さて、最近、国道沿いの更地に、ナイスなテナントが決まった。
中古車買い取り・販売業者だ。
通称・根性モータースだ。
二週間前に更新した、ジモティ経由で決定シタ。

☆国道沿い更地・きこりん村
・購入経緯
この土地を購入したのは、すでに十年以上前だったと思ふ。
国道に面した荒れた土地に、売り物件のカンバンが、道路に対して水平に立っていた。
水平だと、走行中のクルマからは、なかなか認識しづらい。
立地はまあまあよかったのだが、直径十五センチくらいの白樺の木が、五十本位生えていて、草もボーボー。
おまけに、土地が奥に向かって、一メートル位、沈んでいる。
土地面積は百五十五坪。
台形みたいな変なカタチで、接道も十メートル位だった。
住宅地から少し離れた、市街化調整区域だった。
四十年前の高校時代、バスの窓から見ると、造園業者が借りている様子だった。
当時の犬小屋もそのまま残っていた。
・三年間、繰り返し買付を入れる
毎年春に、三年間買い付けを入れ続けた。
初年度は、売値の三割三分で玉砕。
二年目は、四割で玉砕。
この間に、同じく国道沿いの「 無傷の三百坪 」、事務所、住宅地の七十七坪の更地を購入。
全て現金購入だったので、かなり貯金が減ってきた。
よって、深追いはしなかった。
・三年目の春の買い付け
入院中だった三年目の春。
ヒマをもてあまし、脳ミソの中で、思考がグルグル回る。
そうだ、あの土地にまた買付を入れよう。
バス・トイレ付の広い個室から、元付け不動産業者に電話を発信。
勇気を振り絞って、再び、売値の四割で買付を入れた。
ニンゲン、考える時間が必要だ。
・マネー成立by吉田B作
数日後、入院中のベッドで、電話を受信。
四割から大幅に押し戻されて、五割一分六厘六毛だったら、売却してもいいとのこと。
その場で、
「 謹んで、お受けいたします 」と回答。
マネー成立、by吉田B作だ。
・坂井三郎先生の教えと忍耐力
かつて、ラバウル海軍航空隊のエース・パイロット坂井三郎先生にお会いした時、直接うかがった話。
ゼロ戦で敵機を撃墜する時に、左下に潜り込み、相手の左主翼の付根に、7.7mm機銃を思いっきり発射する。
そうすると力のかかる部分が弱り、主翼が吹っ飛び、撃墜できるといふ。
この時は、坂井先生の作戦を、不動産に応用した。
三年間耐える忍耐力と、同じことの繰り返しが重要だ。

ラバウル海軍航空隊・坂井三郎先生

坂井三郎先生の書
・売主の事情
売主は、近所に住むご高齢の男性。
八十代前半だった。
中学校の同級生の女の子と同じ苗字。
若くして病気で父親を亡くしている。

表示情報 »
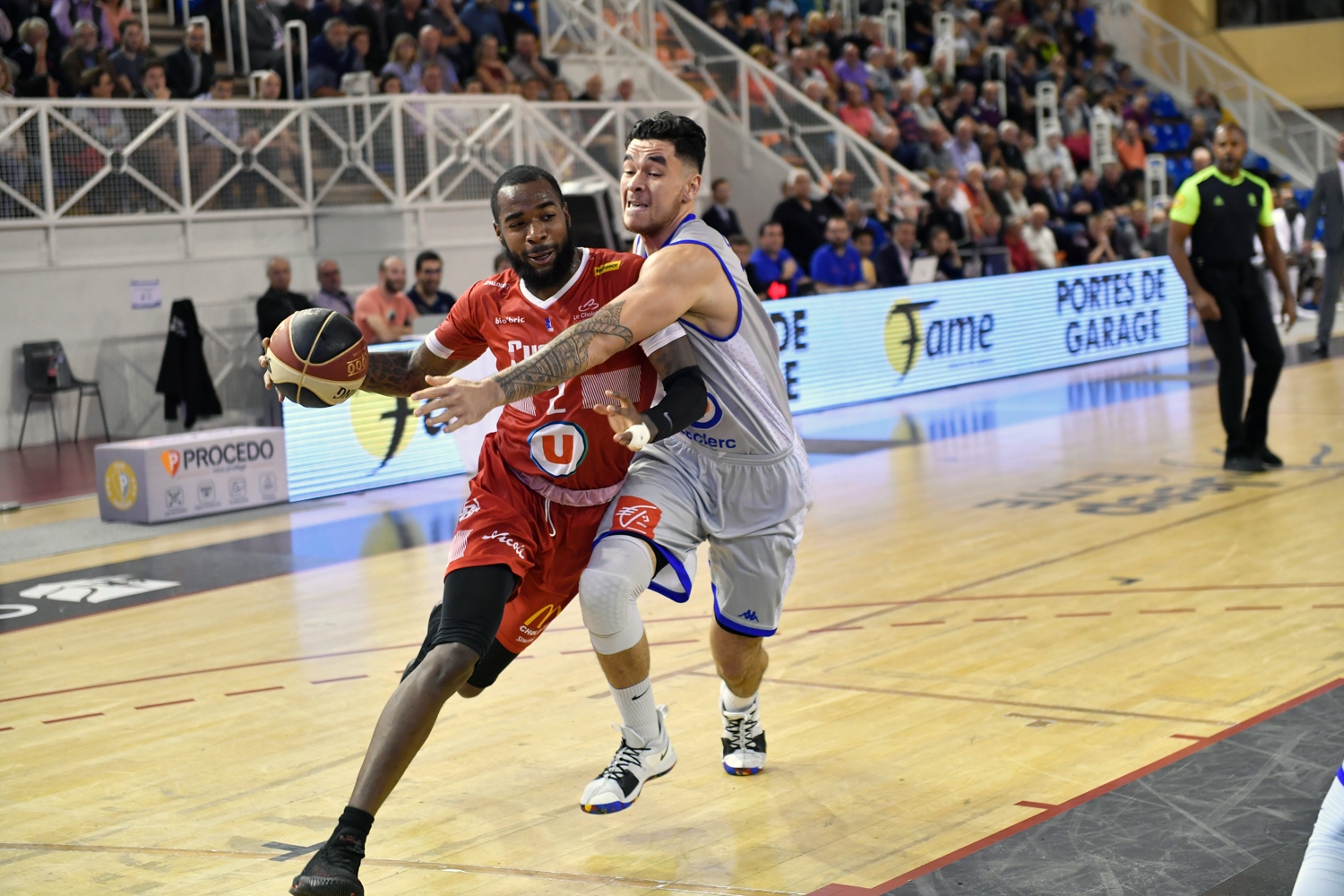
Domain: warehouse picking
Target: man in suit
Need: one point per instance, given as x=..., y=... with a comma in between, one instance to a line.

取り組むこと »
(1) 本文の「この土地を購入したのは」で始まる段落を、主な事実を残したまま箇条書きで短くまとめよ。
(2) 本文のうち、「そうだ、あの土地にまた買付を入れよう。」から始まって「いした時、直接うかがった話。」までの部分を、一字も変えずに出力せよ。
答えは本文だけを手がかりにする。

課題の解答 »
(1)
・購入したのは十年以上前。
・国道に面した荒れた土地で、売り物件の看板が道路と水平に立っており、走行中の車からは気づきにくかった。
・立地はまずまずだったが、直径十五センチほどの白樺が約五十本生え、草も伸び放題だった。
・土地は奥に向かって一メートルほど沈んでいた。
・面積は百五十五坪で、台形のような形をしており、接道は約十メートル。
・住宅地から少し離れた市街化調整区域にあった。
・四十年前の高校時代には造園業者が借りていたようで、当時の犬小屋も残っていた。

(2)
そうだ、あの土地にまた買付を入れよう。
バス・トイレ付の広い個室から、元付け不動産業者に電話を発信。
勇気を振り絞って、再び、売値の四割で買付を入れた。
ニンゲン、考える時間が必要だ。
・マネー成立by吉田B作
数日後、入院中のベッドで、電話を受信。
四割から大幅に押し戻されて、五割一分六厘六毛だったら、売却してもいいとのこと。
その場で、
「 謹んで、お受けいたします 」と回答。
マネー成立、by吉田B作だ。
・坂井三郎先生の教えと忍耐力
かつて、ラバウル海軍航空隊のエース・パイロット坂井三郎先生にお会いした時、直接うかがった話。